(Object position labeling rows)
▼
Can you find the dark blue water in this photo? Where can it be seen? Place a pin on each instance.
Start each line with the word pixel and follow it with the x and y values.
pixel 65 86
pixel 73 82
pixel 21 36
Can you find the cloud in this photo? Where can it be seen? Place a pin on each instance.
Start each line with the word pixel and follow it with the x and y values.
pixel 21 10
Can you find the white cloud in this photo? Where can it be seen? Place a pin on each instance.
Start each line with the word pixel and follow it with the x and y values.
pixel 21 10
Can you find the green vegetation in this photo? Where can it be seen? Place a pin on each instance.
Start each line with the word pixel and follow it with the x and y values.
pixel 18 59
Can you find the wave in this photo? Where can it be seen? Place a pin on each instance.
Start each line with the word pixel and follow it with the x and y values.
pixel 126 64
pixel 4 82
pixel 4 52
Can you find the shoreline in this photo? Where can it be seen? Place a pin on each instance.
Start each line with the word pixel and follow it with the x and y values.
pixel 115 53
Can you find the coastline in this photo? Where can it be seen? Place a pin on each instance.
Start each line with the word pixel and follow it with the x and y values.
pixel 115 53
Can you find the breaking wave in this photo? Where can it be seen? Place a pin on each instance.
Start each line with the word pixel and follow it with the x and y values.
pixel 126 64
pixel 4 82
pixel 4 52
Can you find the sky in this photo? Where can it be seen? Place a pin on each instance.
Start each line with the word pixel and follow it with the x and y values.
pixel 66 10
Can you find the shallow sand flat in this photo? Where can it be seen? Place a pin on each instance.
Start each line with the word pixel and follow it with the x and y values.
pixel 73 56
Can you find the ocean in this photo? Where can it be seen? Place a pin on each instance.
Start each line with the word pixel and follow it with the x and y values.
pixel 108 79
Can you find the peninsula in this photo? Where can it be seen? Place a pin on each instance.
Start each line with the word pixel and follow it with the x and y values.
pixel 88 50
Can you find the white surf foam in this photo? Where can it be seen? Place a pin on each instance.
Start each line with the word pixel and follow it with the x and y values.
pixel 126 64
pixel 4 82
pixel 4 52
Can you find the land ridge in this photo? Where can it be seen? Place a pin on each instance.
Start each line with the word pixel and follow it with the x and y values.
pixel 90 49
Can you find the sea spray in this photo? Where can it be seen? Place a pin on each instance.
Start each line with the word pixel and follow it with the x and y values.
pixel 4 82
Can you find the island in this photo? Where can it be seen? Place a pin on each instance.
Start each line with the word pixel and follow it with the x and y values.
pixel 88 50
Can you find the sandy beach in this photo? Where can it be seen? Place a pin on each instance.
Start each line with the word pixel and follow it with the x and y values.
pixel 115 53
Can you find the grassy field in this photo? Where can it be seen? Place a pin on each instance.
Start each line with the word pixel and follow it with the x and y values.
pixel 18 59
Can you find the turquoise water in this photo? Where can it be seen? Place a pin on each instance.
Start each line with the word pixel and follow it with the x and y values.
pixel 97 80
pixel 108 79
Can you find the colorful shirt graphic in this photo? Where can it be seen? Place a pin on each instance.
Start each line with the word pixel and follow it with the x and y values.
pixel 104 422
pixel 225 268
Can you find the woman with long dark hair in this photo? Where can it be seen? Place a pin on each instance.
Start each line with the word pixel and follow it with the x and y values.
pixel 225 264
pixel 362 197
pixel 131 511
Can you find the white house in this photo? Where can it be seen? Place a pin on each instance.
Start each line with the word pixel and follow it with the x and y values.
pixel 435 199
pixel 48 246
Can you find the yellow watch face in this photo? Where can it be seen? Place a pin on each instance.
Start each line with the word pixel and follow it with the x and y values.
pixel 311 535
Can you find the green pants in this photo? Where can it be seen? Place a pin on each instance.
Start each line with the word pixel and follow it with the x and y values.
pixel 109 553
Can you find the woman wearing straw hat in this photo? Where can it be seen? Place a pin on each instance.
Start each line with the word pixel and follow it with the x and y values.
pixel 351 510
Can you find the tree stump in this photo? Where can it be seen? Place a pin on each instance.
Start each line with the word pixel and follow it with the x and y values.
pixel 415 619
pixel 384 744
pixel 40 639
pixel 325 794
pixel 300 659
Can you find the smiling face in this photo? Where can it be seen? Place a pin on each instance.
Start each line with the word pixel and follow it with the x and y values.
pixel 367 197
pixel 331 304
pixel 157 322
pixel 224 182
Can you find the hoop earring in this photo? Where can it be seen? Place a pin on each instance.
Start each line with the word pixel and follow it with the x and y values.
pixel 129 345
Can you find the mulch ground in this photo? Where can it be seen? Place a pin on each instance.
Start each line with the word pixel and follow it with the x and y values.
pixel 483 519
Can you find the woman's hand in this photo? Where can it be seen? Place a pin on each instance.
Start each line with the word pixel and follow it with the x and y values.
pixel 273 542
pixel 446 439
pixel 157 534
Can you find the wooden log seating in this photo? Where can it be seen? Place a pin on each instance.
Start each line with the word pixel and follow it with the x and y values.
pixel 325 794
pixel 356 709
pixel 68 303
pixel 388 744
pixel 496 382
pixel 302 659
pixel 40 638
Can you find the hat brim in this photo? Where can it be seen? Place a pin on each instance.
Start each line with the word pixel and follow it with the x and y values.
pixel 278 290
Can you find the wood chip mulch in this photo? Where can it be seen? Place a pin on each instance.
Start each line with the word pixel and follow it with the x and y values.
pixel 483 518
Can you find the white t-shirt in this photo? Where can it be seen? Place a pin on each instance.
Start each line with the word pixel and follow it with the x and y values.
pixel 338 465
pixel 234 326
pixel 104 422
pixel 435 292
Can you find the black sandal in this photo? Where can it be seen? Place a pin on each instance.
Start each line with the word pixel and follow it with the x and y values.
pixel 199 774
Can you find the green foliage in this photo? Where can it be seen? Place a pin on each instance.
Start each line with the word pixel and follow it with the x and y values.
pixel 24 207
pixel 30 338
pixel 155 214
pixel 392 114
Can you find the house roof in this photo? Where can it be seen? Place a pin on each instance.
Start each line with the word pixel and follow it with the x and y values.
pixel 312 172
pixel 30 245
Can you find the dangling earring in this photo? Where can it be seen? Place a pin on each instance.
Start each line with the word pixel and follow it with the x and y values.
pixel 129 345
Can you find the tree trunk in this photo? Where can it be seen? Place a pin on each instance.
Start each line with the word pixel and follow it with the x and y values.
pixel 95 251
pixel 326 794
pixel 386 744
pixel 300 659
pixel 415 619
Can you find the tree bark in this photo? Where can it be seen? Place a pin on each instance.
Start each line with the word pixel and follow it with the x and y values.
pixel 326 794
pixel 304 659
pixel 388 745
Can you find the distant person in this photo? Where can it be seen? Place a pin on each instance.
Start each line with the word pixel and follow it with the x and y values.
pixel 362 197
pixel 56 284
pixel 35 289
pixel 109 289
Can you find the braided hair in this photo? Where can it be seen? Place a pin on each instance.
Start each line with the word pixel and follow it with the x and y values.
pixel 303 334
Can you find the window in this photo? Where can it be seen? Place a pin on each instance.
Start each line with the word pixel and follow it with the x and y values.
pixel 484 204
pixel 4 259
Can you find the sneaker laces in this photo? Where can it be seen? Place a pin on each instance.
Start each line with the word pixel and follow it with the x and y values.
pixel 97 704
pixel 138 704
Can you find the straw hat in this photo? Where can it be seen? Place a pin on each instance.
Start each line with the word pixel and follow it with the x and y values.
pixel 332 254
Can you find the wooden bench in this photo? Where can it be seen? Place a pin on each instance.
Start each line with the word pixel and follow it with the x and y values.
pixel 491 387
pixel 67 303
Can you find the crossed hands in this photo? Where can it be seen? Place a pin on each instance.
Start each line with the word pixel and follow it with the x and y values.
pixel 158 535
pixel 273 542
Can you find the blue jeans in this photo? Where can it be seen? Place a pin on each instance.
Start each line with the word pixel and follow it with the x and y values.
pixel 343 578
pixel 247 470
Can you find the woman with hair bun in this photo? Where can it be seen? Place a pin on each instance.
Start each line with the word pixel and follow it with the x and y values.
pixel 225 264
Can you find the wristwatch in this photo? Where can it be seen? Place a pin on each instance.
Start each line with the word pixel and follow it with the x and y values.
▲
Switch "wooden" to "timber" in the stretch from the line containing "Can you find the mulch" through the line containing "pixel 40 638", and change nothing else. Return only those lines.

Can you find the mulch ground in this photo? Where can it be seen? Place a pin on each instance.
Start each line with the word pixel and follow it with the x and y values.
pixel 483 519
Can you find the woman's hand in this photo? Where can it be seen? Place a pin on each instance.
Start each line with the word pixel and follow it with the x and y values.
pixel 273 542
pixel 446 439
pixel 157 534
Can you find the timber log seating in this photo? Where can it be seen? Place a pin on each instance.
Start each line with the word pixel and follow it with the x and y values.
pixel 325 794
pixel 356 709
pixel 68 303
pixel 388 744
pixel 496 382
pixel 302 659
pixel 40 638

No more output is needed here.